■ **Exercise directions**:
Within the material below, find each line bearing the word "smooth" and present it.

■ **Exercise input**:

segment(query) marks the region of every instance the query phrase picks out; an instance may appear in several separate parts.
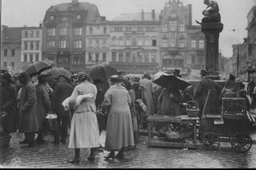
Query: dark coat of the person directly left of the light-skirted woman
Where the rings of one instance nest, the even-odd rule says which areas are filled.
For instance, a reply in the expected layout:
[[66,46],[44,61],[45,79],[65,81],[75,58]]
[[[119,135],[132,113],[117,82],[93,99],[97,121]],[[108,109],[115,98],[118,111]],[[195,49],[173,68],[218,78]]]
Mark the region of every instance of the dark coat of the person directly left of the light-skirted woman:
[[70,112],[64,111],[62,102],[65,101],[67,97],[70,97],[72,92],[73,87],[69,83],[59,82],[55,85],[51,99],[51,109],[58,115],[58,117],[70,115]]

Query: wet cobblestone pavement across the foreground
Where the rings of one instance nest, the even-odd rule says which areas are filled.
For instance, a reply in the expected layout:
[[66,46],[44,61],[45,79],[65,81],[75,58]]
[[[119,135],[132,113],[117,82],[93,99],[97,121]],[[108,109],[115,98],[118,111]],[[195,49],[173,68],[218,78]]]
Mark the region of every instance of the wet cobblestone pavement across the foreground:
[[104,160],[107,152],[99,152],[93,163],[86,160],[89,149],[82,149],[82,162],[68,164],[74,150],[67,144],[54,146],[52,136],[46,136],[46,144],[34,148],[20,148],[22,134],[12,134],[10,147],[0,152],[2,168],[256,168],[256,147],[247,153],[235,153],[230,144],[221,144],[218,151],[205,149],[184,150],[172,148],[148,148],[142,136],[140,144],[126,152],[124,160]]

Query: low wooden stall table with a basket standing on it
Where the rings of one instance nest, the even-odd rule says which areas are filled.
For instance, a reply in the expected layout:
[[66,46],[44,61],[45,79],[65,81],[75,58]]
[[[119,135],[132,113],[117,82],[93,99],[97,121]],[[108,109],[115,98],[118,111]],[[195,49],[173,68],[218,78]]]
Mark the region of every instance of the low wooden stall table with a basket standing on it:
[[[152,115],[147,118],[148,121],[148,146],[150,147],[164,147],[164,148],[198,148],[197,144],[197,128],[199,118],[198,117],[188,117],[187,115],[180,117],[170,117],[170,116],[160,116]],[[194,128],[193,143],[178,143],[178,142],[166,142],[161,140],[153,140],[153,125],[154,122],[169,122],[169,123],[185,123],[192,124]]]

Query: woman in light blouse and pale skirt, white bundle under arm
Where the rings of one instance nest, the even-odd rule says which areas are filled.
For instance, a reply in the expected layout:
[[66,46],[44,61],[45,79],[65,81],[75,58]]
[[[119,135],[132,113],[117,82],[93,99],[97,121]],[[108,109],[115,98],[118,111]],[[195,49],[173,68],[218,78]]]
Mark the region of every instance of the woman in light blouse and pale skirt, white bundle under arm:
[[[87,80],[89,76],[81,73],[78,81],[81,82],[74,88],[70,97],[70,109],[74,112],[70,125],[70,144],[69,148],[74,148],[74,160],[69,160],[71,164],[80,162],[80,149],[90,148],[90,156],[87,160],[93,161],[95,151],[99,147],[99,130],[96,117],[95,98],[97,96],[97,88]],[[81,101],[80,105],[75,106],[78,95],[92,94]]]

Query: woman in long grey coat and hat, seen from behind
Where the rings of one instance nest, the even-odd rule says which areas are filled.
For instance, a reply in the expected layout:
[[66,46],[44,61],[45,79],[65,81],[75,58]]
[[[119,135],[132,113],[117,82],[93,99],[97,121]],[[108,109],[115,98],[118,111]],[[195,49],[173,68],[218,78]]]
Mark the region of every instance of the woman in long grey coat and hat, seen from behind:
[[[110,89],[105,94],[103,107],[109,110],[106,123],[106,159],[123,158],[124,149],[134,147],[134,130],[130,115],[130,95],[121,85],[118,76],[110,77]],[[114,152],[119,151],[117,156]]]

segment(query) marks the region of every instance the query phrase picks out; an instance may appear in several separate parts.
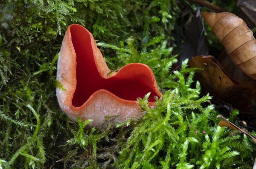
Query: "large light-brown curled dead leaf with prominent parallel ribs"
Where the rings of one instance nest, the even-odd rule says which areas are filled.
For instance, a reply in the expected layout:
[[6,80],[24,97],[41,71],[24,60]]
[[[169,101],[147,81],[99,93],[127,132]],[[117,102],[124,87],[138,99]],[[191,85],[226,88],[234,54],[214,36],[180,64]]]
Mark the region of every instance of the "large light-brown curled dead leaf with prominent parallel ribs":
[[246,23],[229,12],[202,12],[232,61],[248,76],[256,79],[256,39]]

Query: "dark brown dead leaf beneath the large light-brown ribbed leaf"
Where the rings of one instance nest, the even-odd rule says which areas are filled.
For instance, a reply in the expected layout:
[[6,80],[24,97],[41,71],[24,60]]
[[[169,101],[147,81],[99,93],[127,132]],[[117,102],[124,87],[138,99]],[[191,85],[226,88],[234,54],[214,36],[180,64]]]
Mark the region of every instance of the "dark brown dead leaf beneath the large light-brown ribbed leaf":
[[254,86],[239,85],[225,72],[213,56],[195,56],[190,59],[189,64],[192,67],[202,68],[196,73],[196,77],[214,96],[241,110],[250,106],[250,101],[244,103],[244,100],[255,97]]

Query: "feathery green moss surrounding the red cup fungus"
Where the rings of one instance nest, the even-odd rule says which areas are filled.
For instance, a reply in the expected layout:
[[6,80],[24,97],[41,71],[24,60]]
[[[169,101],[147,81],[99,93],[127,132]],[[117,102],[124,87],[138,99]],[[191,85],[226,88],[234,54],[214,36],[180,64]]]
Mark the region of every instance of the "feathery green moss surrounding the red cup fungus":
[[[187,60],[169,46],[181,11],[171,0],[5,0],[0,4],[1,168],[251,168],[255,144],[218,127]],[[67,25],[91,31],[112,69],[149,65],[163,91],[156,107],[117,129],[87,129],[61,112],[56,60]],[[237,112],[232,113],[234,121]],[[128,125],[132,124],[132,125]],[[124,125],[126,127],[124,127]],[[195,130],[198,134],[196,135]],[[201,133],[207,132],[207,134]],[[255,135],[255,132],[252,132]]]

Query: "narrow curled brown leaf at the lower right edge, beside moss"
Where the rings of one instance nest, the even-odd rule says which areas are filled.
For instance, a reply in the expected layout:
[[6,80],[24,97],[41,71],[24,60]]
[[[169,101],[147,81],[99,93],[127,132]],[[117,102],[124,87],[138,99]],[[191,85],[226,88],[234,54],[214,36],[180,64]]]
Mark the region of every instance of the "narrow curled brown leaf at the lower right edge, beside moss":
[[240,132],[248,135],[250,138],[253,139],[253,141],[256,143],[256,137],[251,135],[247,130],[245,129],[240,129],[237,127],[235,124],[231,123],[230,121],[227,120],[227,118],[224,118],[222,115],[217,115],[217,118],[221,118],[221,121],[219,121],[218,125],[220,127],[229,127],[232,130],[239,130]]

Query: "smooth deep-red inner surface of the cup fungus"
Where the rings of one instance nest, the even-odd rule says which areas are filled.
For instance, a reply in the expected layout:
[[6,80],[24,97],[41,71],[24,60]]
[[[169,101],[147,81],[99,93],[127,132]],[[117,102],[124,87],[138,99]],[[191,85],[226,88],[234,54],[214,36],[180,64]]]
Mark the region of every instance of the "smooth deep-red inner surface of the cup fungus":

■ **Output for this task**:
Query: "smooth deep-red inner surface of the cup fungus"
Mark the region of every instance of the "smooth deep-red inner surface of the cup fungus":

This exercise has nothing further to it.